**Challenge 1:** Say whether each statement agrees with the curvilinear-coordinates excerpt, giving yes or no and quoting the deciding words: (a) The metric of the curvilinear system is written $h_{i j}$. (b) The curvilinear system is applied on top of a spherical 3-space. (c) The symbol $\partial$ denotes total differentiation.
**Challenge 2:** Retype the curvilinear-coordinates excerpt from "From the Cartesian" to "corresponding curvilinear coordinates.".

**Source excerpt:**
Let $A$ and $B$ be two points in space.

Let a curvilinear $3$-Space coordinate system $\QQ$ be applied on top of a Cartesian $3$-space.

Let $h_{i j}$ be the metric of $\QQ$.


Then:

$\forall i, j \in \set {1, 2, 3}: {h_{i j} }^2 = \dfrac {\partial x} {\partial q_i} \dfrac {\partial x} {\partial q_j} + \dfrac {\partial y} {\partial q_i} \dfrac {\partial y} {\partial q_j} + \dfrac {\partial z} {\partial q_i} \dfrac {\partial z} {\partial q_j}$

where $\partial$ denotes partial differentiation.


Proof

From the Cartesian representation of $\QQ$:

\(\text {(1)}: \quad\) \(\ds x\) \(=\) \(\ds \map x {q_1, q_2, q_3}\)
\(\text {(2)}: \quad\) \(\ds y\) \(=\) \(\ds \map y {q_1, q_2, q_3}\)
\(\text {(3)}: \quad\) \(\ds z\) \(=\) \(\ds \map z {q_1, q_2, q_3}\)

where:

$\tuple {x, y, z}$ denotes the Cartesian coordinates
$\tuple {q_1, q_2, q_3}$ denotes the corresponding curvilinear coordinates.


Then:

\(\ds \d x\) \(=\) \(\ds \dfrac {\partial x} {\partial q_1} \rd q_1 + \dfrac {\partial x} {\partial q_2} \rd q_2 + \dfrac {\partial x} {\partial q_3} \rd q_3\) partially differentiating $(1)$ with respect to $x$
\(\ds \d y\) \(=\) \(\ds \dfrac {\partial y} {\partial q_1} \rd q_1 + \dfrac {\partial y} {\partial q_2} \rd q_2 + \dfrac {\partial y} {\partial q_3} \rd q_3\) partially differentiating $(2)$ with respect to $y$
\(\ds \d z\) \(=\) \(\ds \dfrac {\partial z} {\partial q_1} \rd q_1 + \dfrac {\partial z} {\partial q_2} \rd q_2 + \dfrac {\partial z} {\partial q_3} \rd q_3\) partially differentiating $(3)$ with respect to $z$
\(\ds \leadsto \ \ \) \(\ds \d x^2\) \(=\) \(\ds \paren {\dfrac {\partial x} {\partial q_1} \rd q_1 + \dfrac {\partial x} {\partial q_2} \rd q_2 + \dfrac {\partial x} {\partial q_3} \rd q_3}^2\)

**Raw data:**
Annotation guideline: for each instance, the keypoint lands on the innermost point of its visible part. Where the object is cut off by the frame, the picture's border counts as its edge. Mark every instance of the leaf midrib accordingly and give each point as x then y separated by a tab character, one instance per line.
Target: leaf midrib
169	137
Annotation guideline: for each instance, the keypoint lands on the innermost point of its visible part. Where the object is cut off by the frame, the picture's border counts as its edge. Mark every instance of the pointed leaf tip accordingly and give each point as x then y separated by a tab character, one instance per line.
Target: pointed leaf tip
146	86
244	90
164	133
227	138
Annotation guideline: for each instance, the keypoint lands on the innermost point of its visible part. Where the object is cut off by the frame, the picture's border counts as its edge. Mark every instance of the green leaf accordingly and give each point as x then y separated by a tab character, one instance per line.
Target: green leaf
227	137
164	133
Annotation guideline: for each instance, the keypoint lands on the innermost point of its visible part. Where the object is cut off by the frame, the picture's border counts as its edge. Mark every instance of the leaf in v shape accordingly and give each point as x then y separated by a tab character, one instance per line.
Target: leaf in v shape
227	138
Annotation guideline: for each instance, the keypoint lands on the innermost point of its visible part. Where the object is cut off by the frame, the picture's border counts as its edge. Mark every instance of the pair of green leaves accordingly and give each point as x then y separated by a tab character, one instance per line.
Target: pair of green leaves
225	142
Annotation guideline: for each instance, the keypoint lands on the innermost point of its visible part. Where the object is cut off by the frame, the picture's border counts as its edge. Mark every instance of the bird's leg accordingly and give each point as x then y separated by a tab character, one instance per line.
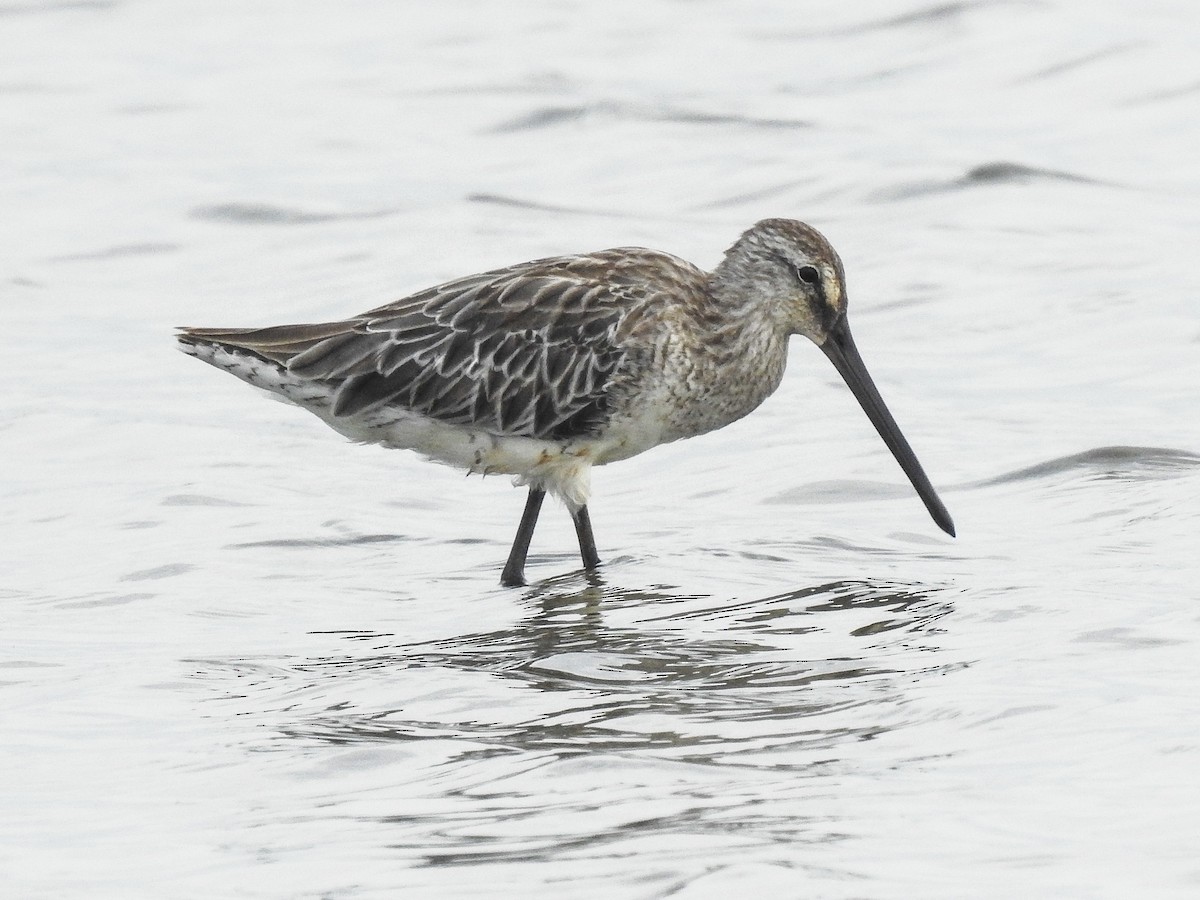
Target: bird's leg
587	543
514	570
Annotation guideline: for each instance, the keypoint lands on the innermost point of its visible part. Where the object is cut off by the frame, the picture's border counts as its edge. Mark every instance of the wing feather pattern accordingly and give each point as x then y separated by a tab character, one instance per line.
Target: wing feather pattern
528	351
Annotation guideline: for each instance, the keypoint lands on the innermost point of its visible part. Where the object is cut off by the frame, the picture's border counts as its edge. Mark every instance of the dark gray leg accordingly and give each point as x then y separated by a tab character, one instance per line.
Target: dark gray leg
587	543
514	570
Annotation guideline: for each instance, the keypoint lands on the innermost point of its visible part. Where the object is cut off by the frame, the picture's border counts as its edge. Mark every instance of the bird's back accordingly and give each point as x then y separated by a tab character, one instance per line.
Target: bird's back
545	349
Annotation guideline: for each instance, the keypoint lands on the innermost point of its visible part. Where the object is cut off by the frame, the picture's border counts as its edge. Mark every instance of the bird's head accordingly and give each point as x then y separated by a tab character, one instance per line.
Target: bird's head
787	270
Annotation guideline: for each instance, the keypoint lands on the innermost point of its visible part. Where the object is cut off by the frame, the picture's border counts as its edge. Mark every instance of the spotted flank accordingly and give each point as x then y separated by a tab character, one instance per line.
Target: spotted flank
546	369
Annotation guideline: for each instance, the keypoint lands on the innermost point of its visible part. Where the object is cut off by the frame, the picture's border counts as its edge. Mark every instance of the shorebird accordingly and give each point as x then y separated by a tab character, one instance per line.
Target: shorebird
546	369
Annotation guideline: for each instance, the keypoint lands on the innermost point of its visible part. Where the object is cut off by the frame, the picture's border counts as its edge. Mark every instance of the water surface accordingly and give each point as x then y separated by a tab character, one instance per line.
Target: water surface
244	658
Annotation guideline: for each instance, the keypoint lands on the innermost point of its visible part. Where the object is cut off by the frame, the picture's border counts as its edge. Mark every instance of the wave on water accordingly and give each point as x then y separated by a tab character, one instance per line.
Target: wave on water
1110	462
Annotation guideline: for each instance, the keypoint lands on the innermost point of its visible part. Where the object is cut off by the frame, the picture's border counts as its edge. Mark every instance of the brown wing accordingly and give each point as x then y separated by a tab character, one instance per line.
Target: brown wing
527	351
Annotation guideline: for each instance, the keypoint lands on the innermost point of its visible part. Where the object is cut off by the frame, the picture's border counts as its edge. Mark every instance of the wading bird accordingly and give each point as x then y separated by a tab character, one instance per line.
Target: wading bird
546	369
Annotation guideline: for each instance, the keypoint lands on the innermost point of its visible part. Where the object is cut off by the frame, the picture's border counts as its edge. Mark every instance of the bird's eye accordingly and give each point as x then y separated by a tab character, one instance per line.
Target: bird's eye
808	274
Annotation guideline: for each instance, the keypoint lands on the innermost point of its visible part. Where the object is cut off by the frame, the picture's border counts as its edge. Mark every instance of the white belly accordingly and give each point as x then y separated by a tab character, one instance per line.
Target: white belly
562	467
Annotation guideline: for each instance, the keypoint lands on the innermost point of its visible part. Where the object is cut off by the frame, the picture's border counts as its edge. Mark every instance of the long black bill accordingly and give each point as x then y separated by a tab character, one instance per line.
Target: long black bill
839	347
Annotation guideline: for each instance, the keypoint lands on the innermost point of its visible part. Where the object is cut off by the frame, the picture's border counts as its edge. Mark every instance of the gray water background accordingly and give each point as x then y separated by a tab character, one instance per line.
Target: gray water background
244	658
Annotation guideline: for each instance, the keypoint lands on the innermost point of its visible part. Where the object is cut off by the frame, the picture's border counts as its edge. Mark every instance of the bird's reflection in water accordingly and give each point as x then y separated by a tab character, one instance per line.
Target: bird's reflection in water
655	667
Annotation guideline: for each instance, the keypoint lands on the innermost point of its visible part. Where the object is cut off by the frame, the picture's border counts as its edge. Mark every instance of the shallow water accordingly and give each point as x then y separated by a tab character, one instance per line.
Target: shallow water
244	658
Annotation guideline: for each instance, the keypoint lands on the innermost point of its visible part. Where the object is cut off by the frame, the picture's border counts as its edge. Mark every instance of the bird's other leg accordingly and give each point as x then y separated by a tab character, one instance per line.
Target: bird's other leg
514	569
587	543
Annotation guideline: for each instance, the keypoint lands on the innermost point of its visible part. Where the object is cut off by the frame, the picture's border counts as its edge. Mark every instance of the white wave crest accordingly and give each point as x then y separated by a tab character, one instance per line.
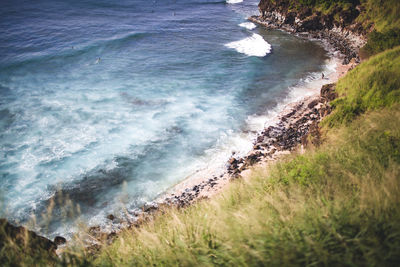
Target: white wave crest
234	1
248	25
254	45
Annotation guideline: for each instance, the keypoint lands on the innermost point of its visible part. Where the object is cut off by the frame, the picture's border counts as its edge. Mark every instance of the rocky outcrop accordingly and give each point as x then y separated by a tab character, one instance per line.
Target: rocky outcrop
339	28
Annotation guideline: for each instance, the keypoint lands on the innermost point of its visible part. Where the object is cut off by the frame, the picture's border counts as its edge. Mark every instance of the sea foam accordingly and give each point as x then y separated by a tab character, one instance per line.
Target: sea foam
248	25
254	45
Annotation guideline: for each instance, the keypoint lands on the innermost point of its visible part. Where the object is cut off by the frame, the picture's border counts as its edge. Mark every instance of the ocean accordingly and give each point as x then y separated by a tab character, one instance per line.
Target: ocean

**Response 1:**
(a) Yes: "Let $h_{i j}$ be the metric of $\QQ$."
(b) No: "Let a curvilinear $3$-Space coordinate system $\QQ$ be applied on top of a Cartesian $3$-space."
(c) No: "where $\partial$ denotes partial differentiation."

**Response 2:**
From the Cartesian representation of $\QQ$:

\(\text {(1)}: \quad\) \(\ds x\) \(=\) \(\ds \map x {q_1, q_2, q_3}\)
\(\text {(2)}: \quad\) \(\ds y\) \(=\) \(\ds \map y {q_1, q_2, q_3}\)
\(\text {(3)}: \quad\) \(\ds z\) \(=\) \(\ds \map z {q_1, q_2, q_3}\)

where:

$\tuple {x, y, z}$ denotes the Cartesian coordinates
$\tuple {q_1, q_2, q_3}$ denotes the corresponding curvilinear coordinates.